Location identification entries
[START]

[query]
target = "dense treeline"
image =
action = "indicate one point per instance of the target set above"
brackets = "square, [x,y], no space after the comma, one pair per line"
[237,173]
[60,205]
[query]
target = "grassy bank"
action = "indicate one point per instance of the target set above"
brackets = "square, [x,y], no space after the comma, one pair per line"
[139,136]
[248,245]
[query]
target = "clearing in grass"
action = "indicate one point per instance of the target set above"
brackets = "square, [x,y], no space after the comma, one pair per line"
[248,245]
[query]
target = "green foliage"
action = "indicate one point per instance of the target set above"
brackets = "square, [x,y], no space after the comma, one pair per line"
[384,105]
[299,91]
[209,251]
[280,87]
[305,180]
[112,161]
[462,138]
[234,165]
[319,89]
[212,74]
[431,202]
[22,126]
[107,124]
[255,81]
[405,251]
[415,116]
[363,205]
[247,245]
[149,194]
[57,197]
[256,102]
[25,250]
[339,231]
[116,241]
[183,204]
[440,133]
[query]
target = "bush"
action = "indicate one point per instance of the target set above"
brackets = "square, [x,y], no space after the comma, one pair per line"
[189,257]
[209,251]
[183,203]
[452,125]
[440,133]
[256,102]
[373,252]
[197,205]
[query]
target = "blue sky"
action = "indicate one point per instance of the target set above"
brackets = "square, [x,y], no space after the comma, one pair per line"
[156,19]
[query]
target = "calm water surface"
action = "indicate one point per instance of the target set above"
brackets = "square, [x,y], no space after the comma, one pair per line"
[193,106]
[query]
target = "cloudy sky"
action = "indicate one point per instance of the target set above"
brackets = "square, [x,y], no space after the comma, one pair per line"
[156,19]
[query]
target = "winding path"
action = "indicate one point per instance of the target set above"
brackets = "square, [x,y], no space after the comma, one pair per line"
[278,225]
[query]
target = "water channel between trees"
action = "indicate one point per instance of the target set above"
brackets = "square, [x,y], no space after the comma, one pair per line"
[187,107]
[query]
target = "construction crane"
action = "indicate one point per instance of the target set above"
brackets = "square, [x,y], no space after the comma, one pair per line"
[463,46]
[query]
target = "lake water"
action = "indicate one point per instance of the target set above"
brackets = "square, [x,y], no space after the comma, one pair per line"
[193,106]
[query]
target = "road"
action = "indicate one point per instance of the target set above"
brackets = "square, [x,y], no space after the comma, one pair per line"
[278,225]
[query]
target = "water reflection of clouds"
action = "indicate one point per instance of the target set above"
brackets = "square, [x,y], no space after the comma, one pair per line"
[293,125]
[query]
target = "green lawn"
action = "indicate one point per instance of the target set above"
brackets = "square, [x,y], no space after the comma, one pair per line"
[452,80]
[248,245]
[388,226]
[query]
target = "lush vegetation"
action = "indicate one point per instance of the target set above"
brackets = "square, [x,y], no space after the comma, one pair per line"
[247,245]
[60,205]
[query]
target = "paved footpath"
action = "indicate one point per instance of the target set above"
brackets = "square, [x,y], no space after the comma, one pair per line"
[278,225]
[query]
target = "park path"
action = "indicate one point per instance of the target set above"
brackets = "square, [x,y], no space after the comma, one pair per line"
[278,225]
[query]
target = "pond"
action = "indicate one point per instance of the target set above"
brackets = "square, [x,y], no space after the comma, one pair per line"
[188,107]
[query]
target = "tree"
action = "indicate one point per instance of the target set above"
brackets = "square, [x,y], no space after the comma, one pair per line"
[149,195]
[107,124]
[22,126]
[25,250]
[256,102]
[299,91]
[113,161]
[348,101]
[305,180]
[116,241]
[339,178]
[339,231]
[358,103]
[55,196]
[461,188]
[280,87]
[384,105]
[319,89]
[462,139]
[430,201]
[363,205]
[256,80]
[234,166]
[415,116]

[END]

* **WHAT TO PRODUCE**
Print every record above exactly as written.

* **ANSWER FOR THIS EXERCISE**
[query]
target = "dense treeline"
image =
action = "indicate one point per instance of the target set above"
brackets = "square, [x,y], no space after the comma, one pair per line"
[237,173]
[60,205]
[query]
target = "grassy bank"
action = "indicate one point per instance of the target set above"
brackets = "square, [x,y], no space after the comma, one pair per line"
[139,136]
[248,245]
[query]
target = "clearing in grass"
action = "indicate one point per instance of the target set above"
brackets = "square, [x,y], no space after the comma, one pair per line"
[248,245]
[query]
target = "green foliage"
action = "indicate one point per instance of the target set above"
brackets = "square, [x,y], no space after the comma, one pair per line"
[384,105]
[299,91]
[209,251]
[280,87]
[305,180]
[112,161]
[462,138]
[234,165]
[319,89]
[212,74]
[431,202]
[22,126]
[107,124]
[255,81]
[405,251]
[415,116]
[363,205]
[247,245]
[149,194]
[57,197]
[256,102]
[25,250]
[339,231]
[116,241]
[183,204]
[440,133]
[query]
target = "bush"
action = "indicate one point per instance of the target set above"
brackets = "square, [x,y], no space after the comma, one pair per line"
[189,257]
[209,251]
[183,203]
[452,125]
[440,133]
[256,102]
[373,252]
[197,205]
[query]
target = "blue sky"
action = "indicate one point per instance of the target set above"
brackets = "square, [x,y], no space after the comma, one pair per line"
[156,19]
[query]
target = "calm water surface"
action = "indicate one point per instance of the target set above"
brackets = "square, [x,y], no space after the comma, one pair per line"
[193,106]
[query]
target = "cloudy sky"
action = "indicate one point per instance of the target set above"
brackets = "square, [x,y], no space after the comma, one pair per line"
[156,19]
[query]
target = "winding path"
action = "indicate one point per instance of the target set above"
brackets = "square, [x,y], no space after the comma, one pair per line"
[278,225]
[query]
target = "water channel between trees"
action = "indicate one point per instance of the target set above"
brackets = "square, [x,y], no space after the comma, one pair per line"
[187,107]
[query]
target = "construction crane"
action = "indicate one point per instance of the target set above"
brackets = "square, [x,y], no space after the comma, one pair per line"
[463,46]
[query]
target = "lake water"
action = "indicate one point per instance of the target set above"
brackets = "square, [x,y], no space after the comma, one pair per line"
[193,106]
[query]
target = "road"
action = "indicate one point per instance of the target set above"
brackets = "square, [x,y], no space after the comma, one pair per line"
[278,225]
[query]
target = "water reflection of clouds"
action = "indicate one point per instance of the target set above"
brackets = "square, [x,y], no space after the comma, one pair per line"
[293,125]
[query]
target = "green lawn"
action = "indicate one point per instance of the target set above"
brackets = "square, [x,y], no space after the comma, one pair per line"
[452,80]
[248,245]
[388,226]
[query]
target = "lush vegetation"
action = "indicate one point per instance of the target set above"
brackets = "square, [x,y], no space after the comma, one pair per line"
[247,245]
[60,205]
[query]
target = "paved footpath"
action = "indicate one point per instance of the target set above"
brackets = "square, [x,y], no space after the comma, one pair per line"
[278,225]
[query]
target = "park path"
action = "indicate one point per instance of the target set above"
brackets = "square, [x,y], no space after the comma, one pair per line"
[278,225]
[query]
target = "pond"
action = "indicate one point per instance of the target set above"
brackets = "square, [x,y], no space after the comma, one pair per line"
[188,107]
[query]
target = "tree"
action = "indicate one point per instance of the target set above"
brackets = "square, [x,y], no space after the comma, one pair per line"
[149,195]
[107,124]
[22,126]
[25,250]
[256,102]
[299,91]
[113,161]
[348,101]
[305,180]
[116,241]
[339,178]
[339,231]
[358,103]
[55,196]
[461,188]
[280,87]
[384,105]
[319,89]
[462,139]
[430,201]
[363,205]
[256,80]
[234,166]
[415,116]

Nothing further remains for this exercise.